◆ Point localization data
+ + + + +
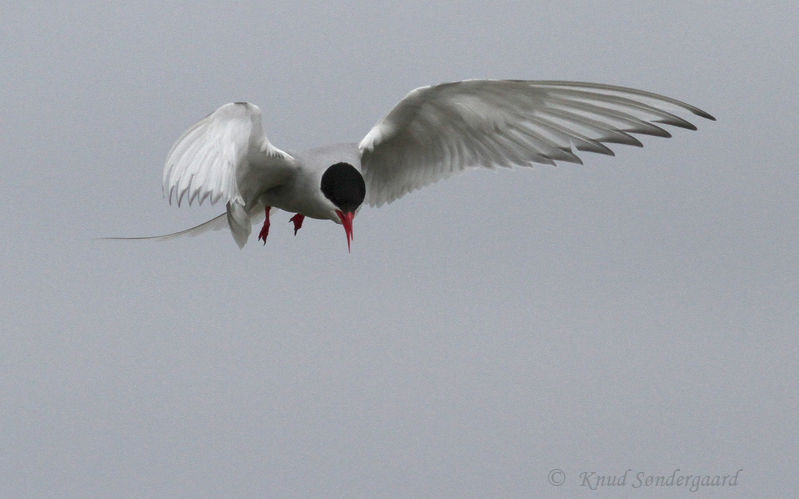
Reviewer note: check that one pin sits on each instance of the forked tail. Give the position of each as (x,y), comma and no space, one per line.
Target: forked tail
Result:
(217,223)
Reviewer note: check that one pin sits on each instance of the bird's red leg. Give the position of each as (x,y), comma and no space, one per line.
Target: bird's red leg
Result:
(265,229)
(297,219)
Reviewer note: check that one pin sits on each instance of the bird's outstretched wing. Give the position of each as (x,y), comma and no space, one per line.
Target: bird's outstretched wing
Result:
(439,130)
(212,156)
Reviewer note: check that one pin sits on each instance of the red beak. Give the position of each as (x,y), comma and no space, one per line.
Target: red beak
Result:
(346,221)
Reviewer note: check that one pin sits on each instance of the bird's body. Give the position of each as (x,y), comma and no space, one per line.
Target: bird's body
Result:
(432,133)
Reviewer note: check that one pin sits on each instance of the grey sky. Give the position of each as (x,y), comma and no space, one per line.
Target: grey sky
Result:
(636,312)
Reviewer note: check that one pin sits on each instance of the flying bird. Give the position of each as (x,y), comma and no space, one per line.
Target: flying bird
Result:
(432,133)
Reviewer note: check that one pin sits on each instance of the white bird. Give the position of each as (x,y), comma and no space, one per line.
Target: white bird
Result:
(432,133)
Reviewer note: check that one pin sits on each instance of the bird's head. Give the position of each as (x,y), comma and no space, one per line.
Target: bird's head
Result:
(343,185)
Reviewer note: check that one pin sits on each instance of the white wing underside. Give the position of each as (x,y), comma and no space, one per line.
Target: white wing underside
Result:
(439,130)
(208,160)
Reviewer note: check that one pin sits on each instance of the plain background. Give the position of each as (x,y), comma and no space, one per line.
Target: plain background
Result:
(636,312)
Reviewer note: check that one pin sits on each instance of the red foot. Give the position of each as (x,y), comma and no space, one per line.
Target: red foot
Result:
(297,219)
(265,229)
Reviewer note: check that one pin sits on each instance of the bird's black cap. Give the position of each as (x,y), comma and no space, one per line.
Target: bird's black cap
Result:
(344,186)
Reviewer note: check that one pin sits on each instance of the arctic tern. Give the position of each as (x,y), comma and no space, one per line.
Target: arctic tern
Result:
(431,134)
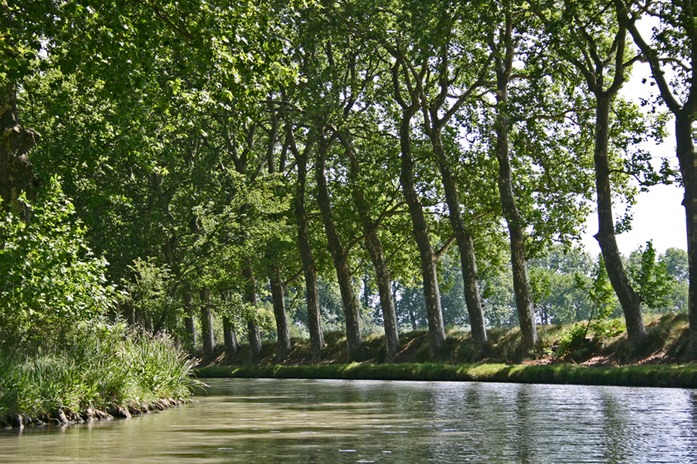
+ + + + +
◆ Goal of the exercise
Every line above is to be reproduced verbatim, and the pictures are to be omitted.

◆ Answer to this problem
Reviewer note: check that one pin sits on each instance of the forked tail. Give the position of each as (x,y), comma and no space, one per line.
Target: forked tail
Result:
(217,223)
Reviewer note: check that one pin sits on each instance of the bird's red leg. Give the position of each as (x,y), comma and no space, one per line.
Target: bird's red leg
Result:
(265,229)
(297,219)
Reviewer note: check that one pin sits on each instance of the bird's outstretched wing. Give the position of each as (x,y), comma and no space, one per line.
Target: bird's outstretched wing
Result:
(439,130)
(212,156)
Reviewer note: check that one pin sits on each instance of the red beak. Give the position of each as (x,y), comma and no space, one per line.
Target: red beak
Result:
(346,221)
Reviewer note: check that one pin sits on each instance of the bird's body. Give the position of each as (x,y), comma and no space, one per line.
Target: bird's body
Result:
(432,133)
Reviewer note: check that one pin sits on each instance of the grey sky. Give the position of each as (x,y), comma and no space, one per line.
Target: grey sky
Result:
(636,312)
Reviewer note: check that one pin sits on each instance of the flying bird. Give the position of each as (x,y), comma and no space, one per line.
Target: flying bird
Result:
(432,133)
Reviewer note: check that one pin sits on each instance of the white bird. Give the position of each as (x,y), comma and no space, one per line.
Target: white bird
Result:
(432,133)
Reviewer note: check that one pin sits on each instance of the bird's head. Give the position of each as (x,y), comma and no space, one per line.
Target: bird's head
Result:
(343,185)
Reviewer note: check that one pin sits on each instance of the white wing underside. Give the position of each as (x,y), comma and no space, one per line.
Target: white wing underside
Result:
(439,130)
(208,160)
Reviewer note: check that one pin sits on each instance of the plain background. Give the position of each as (x,y), comma and no space, one per line.
Target: plain background
Result:
(636,312)
Reviewer note: check that one pin sits on each instance of the red foot. Give the position of each as (x,y), comma and no space, one per line.
Target: red foot
Result:
(297,219)
(265,229)
Reviewer note: check that one pin sits on each instance of the bird's black cap. Give the position of each as (x,y), comma and no space, one per line.
Target: bird's black cap
Result:
(344,186)
Reviewer note: check that one pin sits on each instance of the arctic tern. Give the position of each as (x,y), comma and no space, one per line.
Target: arctic tern
Result:
(431,134)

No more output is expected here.